▶ [TEXT SEGMENT]:
Skip to content

Feature [client]: add supervised connection pool with legacy mode opt…#523

Open
VladoPlavsic wants to merge 3 commits intoelixir-grpc:masterfrom
VladoPlavsic:master
Open

Feature [client]: add supervised connection pool with legacy mode opt…#523
VladoPlavsic wants to merge 3 commits intoelixir-grpc:masterfrom
VladoPlavsic:master

Conversation

@VladoPlavsic
Copy link
Copy Markdown

@VladoPlavsic VladoPlavsic commented Apr 17, 2026

Introduces a built-in HTTP/2 connection pool for every GRPC.Stub.connect/2
call. Connections are checked out before each RPC and returned afterwards,
with stream counts tracked per connection. Supports configurable pool size,
overflow capacity, per-connection stream limits, and optional health-check
pings — all via a :pool option on connect/2.

Adds legacy mode (config :grpc, pool_enabled: false) to restore the
pre-pool single-connection behaviour for gradual migration. Adds nil
max_overflow support for unbounded overflow connections. Includes full
unit and integration test coverage for pool, overflow, and legacy paths.

Closes: #522

Full patch notes

TL;DR - For legacy mode see Legacy Mode section at the bottom

Connection Pool — Patch Notes

Summary

This PR introduces a built-in connection pool for the Elixir gRPC client. Every call to
GRPC.Stub.connect/2 (or GRPC.Client.Connection.connect/2) now starts a supervised pool of
long-lived HTTP/2 connections instead of opening a single raw connection. Callers share those
connections transparently: the client checks out a connection before each RPC and returns it
afterwards, keeping stream counts accurate. Pool size, overflow capacity, and per-connection
stream limits are all configurable via a single :pool option.


What Changed

New modules

Module Role
GRPC.Client.Pool Public API: start_for_address/4, stop_for_address/1, checkout/1, checkin/2
GRPC.Client.Pool.Config Struct that carries pool configuration (size, overflow, max streams)
GRPC.Client.Pool.Supervisor OTP supervisor that owns one pool; restarted transiently
GRPC.Client.Pool.Server GenServer that tracks channels, open-stream counts, and leases
GRPC.Client.Pool.Implementation Pure functional core — all state transitions, no side effects
GRPC.Client.Pool.HealthCheck.DynamicSupervisor Manages health-check workers for pool connections
GRPC.Client.Pool.HealthCheck.Server Sends periodic gRPC health-check pings; exits cleanly when its connection drops

Modified modules

GRPC.Channel — added pool: reference() | nil field. The field is nil on raw channels and
holds a pool reference on virtual channels returned by connect/2.

GRPC.Client.Application — registers GRPC.Client.Pool.Registry at startup so pool
supervisors and servers can be found by pool_ref without additional setup.

GRPC.Client.Connection — replaced direct adapter.connect calls with
GRPC.Client.Pool.start_for_address/4. The do_disconnect private function now calls
GRPC.Client.Pool.stop_for_address/1 instead of adapter.disconnect/1. Added :pool to the
Keyword.validate! options list with sensible defaults.

GRPC.Stub — the call/5 implementation now goes through acquire_channel/2 (pool
checkout) and release_channel/2 (pool checkin) bracketing every RPC, replacing the previous
ad-hoc pick_channel + liveness check.

▶ [TASK 1]:
From the connection pool pull request, list every module that appears under "New modules".
▶ [TASK 2]:
Repeat word for word the passage of the connection pool pull request starting with "Modified modules" and going on through "without additional setup.".

▶ [MATERIAL SHOWN]:
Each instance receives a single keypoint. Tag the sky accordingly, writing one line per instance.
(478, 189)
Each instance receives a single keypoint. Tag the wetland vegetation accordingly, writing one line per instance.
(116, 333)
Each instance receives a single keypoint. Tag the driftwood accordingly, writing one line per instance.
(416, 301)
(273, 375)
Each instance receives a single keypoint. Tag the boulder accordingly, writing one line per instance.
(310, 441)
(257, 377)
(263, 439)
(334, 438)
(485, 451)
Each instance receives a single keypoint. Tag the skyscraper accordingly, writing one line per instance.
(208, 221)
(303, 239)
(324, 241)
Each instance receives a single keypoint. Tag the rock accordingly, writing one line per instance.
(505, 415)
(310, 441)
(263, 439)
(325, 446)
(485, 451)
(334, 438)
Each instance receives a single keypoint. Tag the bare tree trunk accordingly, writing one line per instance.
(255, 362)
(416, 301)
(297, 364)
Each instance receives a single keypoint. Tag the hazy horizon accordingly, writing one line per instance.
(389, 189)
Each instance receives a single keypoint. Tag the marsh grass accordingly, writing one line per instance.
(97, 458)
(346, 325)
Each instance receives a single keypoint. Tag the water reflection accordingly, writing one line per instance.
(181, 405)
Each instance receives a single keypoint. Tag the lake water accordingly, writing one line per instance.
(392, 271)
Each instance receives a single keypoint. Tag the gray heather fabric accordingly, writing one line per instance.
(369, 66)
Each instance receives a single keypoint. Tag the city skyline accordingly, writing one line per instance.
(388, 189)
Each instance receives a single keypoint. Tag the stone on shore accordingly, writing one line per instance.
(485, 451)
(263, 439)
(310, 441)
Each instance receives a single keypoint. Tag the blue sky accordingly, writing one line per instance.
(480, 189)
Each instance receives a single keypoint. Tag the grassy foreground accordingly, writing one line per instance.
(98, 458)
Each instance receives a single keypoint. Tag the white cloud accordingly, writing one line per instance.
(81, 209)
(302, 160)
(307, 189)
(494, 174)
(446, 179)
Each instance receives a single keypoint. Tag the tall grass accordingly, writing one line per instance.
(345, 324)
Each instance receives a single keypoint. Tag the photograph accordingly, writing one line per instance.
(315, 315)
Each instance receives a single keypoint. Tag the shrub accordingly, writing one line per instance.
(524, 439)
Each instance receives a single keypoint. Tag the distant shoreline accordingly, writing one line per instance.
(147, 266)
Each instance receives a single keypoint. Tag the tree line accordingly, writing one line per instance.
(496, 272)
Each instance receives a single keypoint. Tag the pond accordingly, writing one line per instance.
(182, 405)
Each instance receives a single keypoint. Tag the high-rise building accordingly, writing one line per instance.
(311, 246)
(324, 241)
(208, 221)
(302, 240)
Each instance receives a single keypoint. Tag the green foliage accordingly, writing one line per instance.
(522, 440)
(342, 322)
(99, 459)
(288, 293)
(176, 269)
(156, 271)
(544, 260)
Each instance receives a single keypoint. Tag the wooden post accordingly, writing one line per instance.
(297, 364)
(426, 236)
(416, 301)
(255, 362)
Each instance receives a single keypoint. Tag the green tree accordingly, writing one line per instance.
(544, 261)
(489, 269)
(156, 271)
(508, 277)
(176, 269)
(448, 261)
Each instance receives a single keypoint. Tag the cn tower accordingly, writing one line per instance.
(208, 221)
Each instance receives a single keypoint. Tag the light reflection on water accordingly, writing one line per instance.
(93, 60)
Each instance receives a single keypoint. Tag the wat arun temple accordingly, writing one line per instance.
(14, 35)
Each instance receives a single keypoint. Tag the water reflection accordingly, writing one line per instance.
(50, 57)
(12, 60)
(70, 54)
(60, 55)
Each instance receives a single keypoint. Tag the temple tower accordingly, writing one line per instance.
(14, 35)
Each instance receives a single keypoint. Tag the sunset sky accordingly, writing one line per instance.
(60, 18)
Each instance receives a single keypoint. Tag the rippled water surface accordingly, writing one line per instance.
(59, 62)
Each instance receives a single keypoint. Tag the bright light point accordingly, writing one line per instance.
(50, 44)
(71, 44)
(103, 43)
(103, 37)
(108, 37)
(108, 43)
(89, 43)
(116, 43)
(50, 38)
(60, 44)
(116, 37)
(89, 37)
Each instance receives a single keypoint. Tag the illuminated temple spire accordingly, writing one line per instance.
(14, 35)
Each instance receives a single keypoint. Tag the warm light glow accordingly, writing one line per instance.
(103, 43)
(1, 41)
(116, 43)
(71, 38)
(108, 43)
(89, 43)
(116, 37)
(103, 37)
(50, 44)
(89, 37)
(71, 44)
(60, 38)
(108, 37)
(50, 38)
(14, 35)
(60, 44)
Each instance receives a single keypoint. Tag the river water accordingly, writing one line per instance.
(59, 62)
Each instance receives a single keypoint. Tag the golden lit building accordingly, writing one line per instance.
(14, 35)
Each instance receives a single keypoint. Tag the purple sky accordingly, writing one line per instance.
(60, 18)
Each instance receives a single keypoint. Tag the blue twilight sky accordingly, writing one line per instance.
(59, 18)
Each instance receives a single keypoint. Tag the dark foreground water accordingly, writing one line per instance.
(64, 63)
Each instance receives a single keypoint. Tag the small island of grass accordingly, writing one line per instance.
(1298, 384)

▶ [TASK RESULT 1]:
GRPC.Client.Pool
GRPC.Client.Pool.Config
GRPC.Client.Pool.Supervisor
GRPC.Client.Pool.Server
GRPC.Client.Pool.Implementation
GRPC.Client.Pool.HealthCheck.DynamicSupervisor
GRPC.Client.Pool.HealthCheck.Server

▶ [TASK RESULT 2]:
Modified modules

GRPC.Channel — added pool: reference() | nil field. The field is nil on raw channels and
holds a pool reference on virtual channels returned by connect/2.

GRPC.Client.Application — registers GRPC.Client.Pool.Registry at startup so pool
supervisors and servers can be found by pool_ref without additional setup.